Passage:

FlagEmbedding Colbert Interaction correct?

Thank you very much for BGE-M3!

I am implementing something similar, i found a line in your code that puzzles me a bit:

https://github.com/FlagOpen/FlagEmbedding/blob/2225aacb54cf9e807aa116dfffeb0cceb291b38b/FlagEmbedding/finetune/embedder/encoder_only/m3/modeling.py#L227

might it be that the colbert interaction is incorrect?

the einsum includes the CLS token:

token_scores = torch.einsum('qin,pjn->qipj', q_reps, p_reps)

the scaling mask does not:

q_mask[:, 1:].sum(-1, keepdim=True)

in the limit n->\infy this works out correctly, for small sequence length this can become significant.

What do you think?

Aug 20 '25 21:08 approximated-intelligence

in my research i avoid letting the CLS token's embeddings interact, do you see better results with that?

Aug 20 '25 21:08 approximated-intelligence

good question , @approximated-intelligence can you share your new code?

Aug 31 '25 17:08 Sandy4321

@Sandy4321 my mistake, i had a look at the code again, the embedding and the mask are truncated in different functions, so that it works out:

    def compute_colbert_score(self, q_reps, p_reps, q_mask: torch.Tensor=None):
        """Compute the colbert score.

Material provided:
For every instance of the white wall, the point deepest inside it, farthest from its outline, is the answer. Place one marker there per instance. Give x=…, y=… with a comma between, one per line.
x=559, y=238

Tasks to perform:
a) Decide whether each statement agrees with the FlagEmbedding thread. For each, answer yes or no and quote the deciding words exactly. (i) The einsum in the code includes the CLS token. (ii) The discrepancy is described as most significant for long sequences. (iii) On a second look at the code, the embedding and the mask turn out to be truncated in the same function.
b) Copy the FlagEmbedding thread from "FlagEmbedding Colbert Interaction" up to and including "interaction is incorrect?", word for word.

Expected answers:
a)
(i) Yes: "the einsum includes the CLS token"
(ii) No: "for small sequence length this can become significant"
(iii) No: "the embedding and the mask are truncated in different functions, so that it works out"

b)
FlagEmbedding Colbert Interaction correct?

Thank you very much for BGE-M3!

I am implementing something similar, i found a line in your code that puzzles me a bit:

https://github.com/FlagOpen/FlagEmbedding/blob/2225aacb54cf9e807aa116dfffeb0cceb291b38b/FlagEmbedding/finetune/embedder/encoder_only/m3/modeling.py#L227

might it be that the colbert interaction is incorrect?